• _To be done_:
Quote the records below word for word, from the line containing "black seat appears on the display." through the line containing "[238,165,326,249]", with both of those lines included.

--- Task input ---

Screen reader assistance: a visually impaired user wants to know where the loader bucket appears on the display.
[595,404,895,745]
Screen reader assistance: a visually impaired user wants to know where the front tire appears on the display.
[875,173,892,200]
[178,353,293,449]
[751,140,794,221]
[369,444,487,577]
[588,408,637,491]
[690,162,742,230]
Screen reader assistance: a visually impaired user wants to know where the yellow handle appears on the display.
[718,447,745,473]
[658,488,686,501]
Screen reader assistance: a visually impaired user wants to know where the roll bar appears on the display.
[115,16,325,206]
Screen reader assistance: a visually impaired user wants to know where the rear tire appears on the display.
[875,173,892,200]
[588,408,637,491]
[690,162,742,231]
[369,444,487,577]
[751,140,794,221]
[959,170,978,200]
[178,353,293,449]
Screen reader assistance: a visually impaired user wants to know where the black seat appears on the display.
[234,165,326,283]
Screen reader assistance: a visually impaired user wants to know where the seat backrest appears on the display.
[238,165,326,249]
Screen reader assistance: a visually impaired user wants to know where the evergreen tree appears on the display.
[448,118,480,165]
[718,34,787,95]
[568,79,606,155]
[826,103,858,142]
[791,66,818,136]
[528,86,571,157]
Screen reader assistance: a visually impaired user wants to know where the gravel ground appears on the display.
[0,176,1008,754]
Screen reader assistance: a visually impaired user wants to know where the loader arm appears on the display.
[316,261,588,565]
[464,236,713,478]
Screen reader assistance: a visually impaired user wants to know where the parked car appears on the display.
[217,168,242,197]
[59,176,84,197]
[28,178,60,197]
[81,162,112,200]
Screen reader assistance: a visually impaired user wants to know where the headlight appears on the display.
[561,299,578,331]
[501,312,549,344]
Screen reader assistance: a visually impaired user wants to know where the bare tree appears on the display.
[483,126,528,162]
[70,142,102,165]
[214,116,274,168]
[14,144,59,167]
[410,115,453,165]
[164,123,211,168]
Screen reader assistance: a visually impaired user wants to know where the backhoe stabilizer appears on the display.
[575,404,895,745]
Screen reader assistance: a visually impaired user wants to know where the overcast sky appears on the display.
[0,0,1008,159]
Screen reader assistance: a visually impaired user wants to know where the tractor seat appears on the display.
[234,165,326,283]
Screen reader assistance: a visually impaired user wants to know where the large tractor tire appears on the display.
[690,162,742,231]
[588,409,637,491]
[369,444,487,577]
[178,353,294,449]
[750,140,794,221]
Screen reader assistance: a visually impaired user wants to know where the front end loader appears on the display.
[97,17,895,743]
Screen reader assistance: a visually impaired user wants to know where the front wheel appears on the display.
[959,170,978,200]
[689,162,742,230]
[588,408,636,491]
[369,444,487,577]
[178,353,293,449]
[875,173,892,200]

---
--- Task input ---

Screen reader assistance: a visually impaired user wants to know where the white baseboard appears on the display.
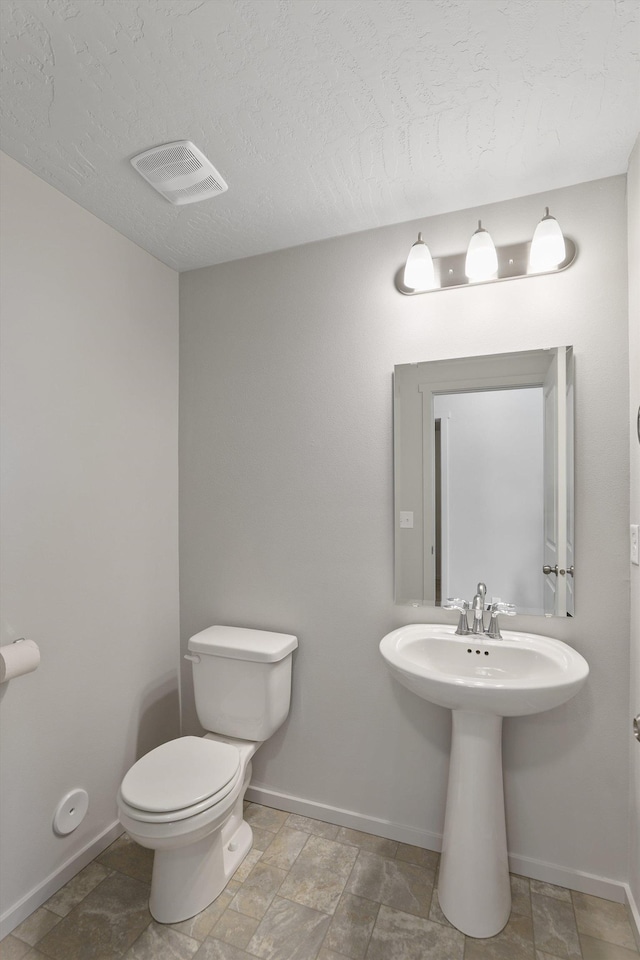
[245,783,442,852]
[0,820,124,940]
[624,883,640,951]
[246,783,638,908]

---

• _Correct response_:
Screen reader assistance: a visually impaired user wants to know where the black seat appears on the display.
[234,165,326,283]
Screen reader assistance: a visually impaired user wants to know where the seat backrest appears on the display.
[238,165,326,249]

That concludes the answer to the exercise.